§ **What the task asks**: A word-for-word transcription of every record is needed.

++++++++

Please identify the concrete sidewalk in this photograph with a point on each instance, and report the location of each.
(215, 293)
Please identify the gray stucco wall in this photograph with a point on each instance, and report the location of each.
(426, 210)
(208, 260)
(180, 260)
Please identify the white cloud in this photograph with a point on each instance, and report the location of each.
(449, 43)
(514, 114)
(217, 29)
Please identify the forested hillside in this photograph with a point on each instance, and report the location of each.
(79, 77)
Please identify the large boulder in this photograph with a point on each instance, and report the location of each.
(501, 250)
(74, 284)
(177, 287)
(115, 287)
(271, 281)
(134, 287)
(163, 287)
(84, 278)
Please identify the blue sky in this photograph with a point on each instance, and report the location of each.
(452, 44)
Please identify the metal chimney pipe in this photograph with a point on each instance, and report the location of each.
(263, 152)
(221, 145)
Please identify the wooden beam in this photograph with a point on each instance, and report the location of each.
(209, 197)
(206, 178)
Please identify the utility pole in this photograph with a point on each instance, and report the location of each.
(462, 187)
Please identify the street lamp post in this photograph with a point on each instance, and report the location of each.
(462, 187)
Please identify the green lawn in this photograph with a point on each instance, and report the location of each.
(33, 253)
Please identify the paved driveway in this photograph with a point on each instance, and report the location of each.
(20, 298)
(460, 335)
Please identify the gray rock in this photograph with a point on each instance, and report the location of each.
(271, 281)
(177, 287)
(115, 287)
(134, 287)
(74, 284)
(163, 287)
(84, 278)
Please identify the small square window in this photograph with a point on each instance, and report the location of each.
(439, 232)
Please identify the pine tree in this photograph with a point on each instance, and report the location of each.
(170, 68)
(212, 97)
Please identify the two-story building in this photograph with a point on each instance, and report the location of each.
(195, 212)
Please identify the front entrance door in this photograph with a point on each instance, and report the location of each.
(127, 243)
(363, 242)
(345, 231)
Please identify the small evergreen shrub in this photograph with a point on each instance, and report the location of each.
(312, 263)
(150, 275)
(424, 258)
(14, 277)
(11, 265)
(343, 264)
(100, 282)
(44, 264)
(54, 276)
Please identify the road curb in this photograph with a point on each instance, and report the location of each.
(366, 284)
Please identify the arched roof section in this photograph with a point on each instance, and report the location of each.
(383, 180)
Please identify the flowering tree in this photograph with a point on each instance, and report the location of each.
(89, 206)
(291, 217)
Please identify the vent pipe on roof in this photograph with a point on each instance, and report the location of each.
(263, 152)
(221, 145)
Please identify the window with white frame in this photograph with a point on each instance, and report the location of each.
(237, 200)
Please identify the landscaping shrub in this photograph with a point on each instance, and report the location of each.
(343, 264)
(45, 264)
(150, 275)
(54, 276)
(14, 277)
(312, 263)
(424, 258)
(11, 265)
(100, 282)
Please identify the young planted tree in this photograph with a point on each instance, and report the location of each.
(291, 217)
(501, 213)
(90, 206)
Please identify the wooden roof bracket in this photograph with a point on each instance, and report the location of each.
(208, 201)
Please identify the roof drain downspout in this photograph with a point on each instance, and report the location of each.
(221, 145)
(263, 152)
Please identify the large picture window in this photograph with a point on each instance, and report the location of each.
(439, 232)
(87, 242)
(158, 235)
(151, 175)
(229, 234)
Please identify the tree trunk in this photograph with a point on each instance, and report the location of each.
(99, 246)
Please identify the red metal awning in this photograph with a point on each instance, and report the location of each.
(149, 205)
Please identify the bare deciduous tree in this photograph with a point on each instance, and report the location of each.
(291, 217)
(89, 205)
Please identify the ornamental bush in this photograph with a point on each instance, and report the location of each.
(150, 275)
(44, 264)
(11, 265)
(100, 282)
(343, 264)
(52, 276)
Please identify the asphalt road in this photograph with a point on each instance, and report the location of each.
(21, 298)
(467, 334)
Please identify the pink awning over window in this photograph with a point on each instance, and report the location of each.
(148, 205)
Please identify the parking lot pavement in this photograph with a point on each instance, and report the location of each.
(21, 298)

++++++++

§ **Completed exercise**:
Please identify the concrete sidewalk in this photograph with a point on each instance, and report the location of each.
(215, 293)
Please identify the gray stucco wall in this photograph with a point on each instance, and report the location of each.
(426, 210)
(208, 260)
(180, 260)
Please identify the white cloud in this photograph with a point on each instance, and report the location of each.
(449, 43)
(514, 114)
(217, 29)
Please identify the forested hillside in this photograph with a point on each instance, and report the location of each.
(79, 77)
Please identify the large boulder in this photograph with a point on each instance, and report the location of each.
(501, 250)
(74, 284)
(177, 287)
(115, 287)
(271, 281)
(134, 287)
(163, 287)
(84, 278)
Please identify the blue sky in this photograph with a point on each instance, and report the location of each.
(452, 44)
Please identify the metal chimney pipe in this photograph with a point on each instance, and report the location of each.
(263, 152)
(221, 145)
Please identify the wooden beam in this photograph with a point on each instance, and report the location of each.
(209, 197)
(206, 178)
Please identify the utility pole in this photograph with a point on each instance, and report the location of each.
(462, 187)
Please identify the street lamp post in this photograph with a point on each instance, and report the location of each.
(462, 187)
Please identify the green lawn in this photograph with a point on each instance, and report the location of each.
(33, 253)
Please identify the paved driveway in this photograph with a point on each instance, and report the location of each.
(20, 298)
(460, 335)
Please identify the gray rock in this photograph with a point on each instance, and report the location of each.
(271, 281)
(177, 287)
(115, 287)
(134, 287)
(74, 284)
(163, 287)
(84, 278)
Please identify the small square window in this photograph with a point on each instance, and report the location of each.
(439, 232)
Please identify the pine tree in this photograph with a point on each instance, and report the location of each.
(170, 68)
(212, 97)
Please identify the two-story building in this photograph with a point on each instance, and report the location of each.
(195, 212)
Please identify the front entrance door in this photograph with a point on each instance, and report the location of each.
(127, 243)
(363, 242)
(345, 231)
Please identify the small evergreen shrub in this photograph with a point on each instance, and report the location of each.
(312, 263)
(150, 275)
(424, 258)
(14, 277)
(11, 265)
(343, 264)
(100, 282)
(44, 264)
(54, 276)
Please identify the road curb in this photograph with a point on each instance, and report the location of each.
(366, 284)
Please identify the arched roof section in this photograph with a point on each instance, and report the location of each.
(383, 180)
Please identify the flowering tree in this photograph with a point on each instance, and report the location of each.
(89, 206)
(291, 217)
Please identify the vent pipe on roof in this photograph with a point on each instance, and report the location of each.
(263, 152)
(221, 145)
Please identify the window with white frame in this photograph with a point on each instance, and report the location of each.
(237, 200)
Please identify the landscaping shrub in this photograph with a point on each instance, and report the location of each.
(343, 264)
(45, 264)
(150, 275)
(54, 276)
(14, 277)
(312, 263)
(424, 258)
(11, 265)
(100, 282)
Please identify the young planted tree in this photograph with a point on each instance, and report the location of each.
(291, 217)
(501, 213)
(90, 206)
Please identify the wooden roof bracket in this photograph with a point on each instance, and report the location of each.
(208, 201)
Please identify the roof drain downspout in this photograph with a point on each instance, and report the location of each.
(221, 145)
(263, 152)
Please identify the large picture window in this photograph with a point on each instance, and report the location of each.
(439, 232)
(87, 242)
(158, 235)
(151, 175)
(229, 234)
Please identify the tree trunk in this photograph with a point on each instance, and report the location of each.
(99, 246)
Please identify the red metal awning in this photograph with a point on each instance, and report the location of each.
(149, 205)
Please identify the bare deciduous tree in this photograph with a point on each instance, and report the location of each.
(291, 217)
(89, 205)
Please identify the ornamental bush in this photograph with a point on each instance, and report the location of each.
(150, 275)
(44, 264)
(11, 265)
(100, 282)
(343, 264)
(52, 276)
Please identify the asphalt road in this photograph with a point on each instance, and report the location of each.
(21, 298)
(467, 334)
Please identify the pink awning over window in this photograph with a point on each instance, and report the location of each.
(148, 205)
Please identify the parking lot pavement in this photograph with a point on each instance, and report the location of each.
(21, 298)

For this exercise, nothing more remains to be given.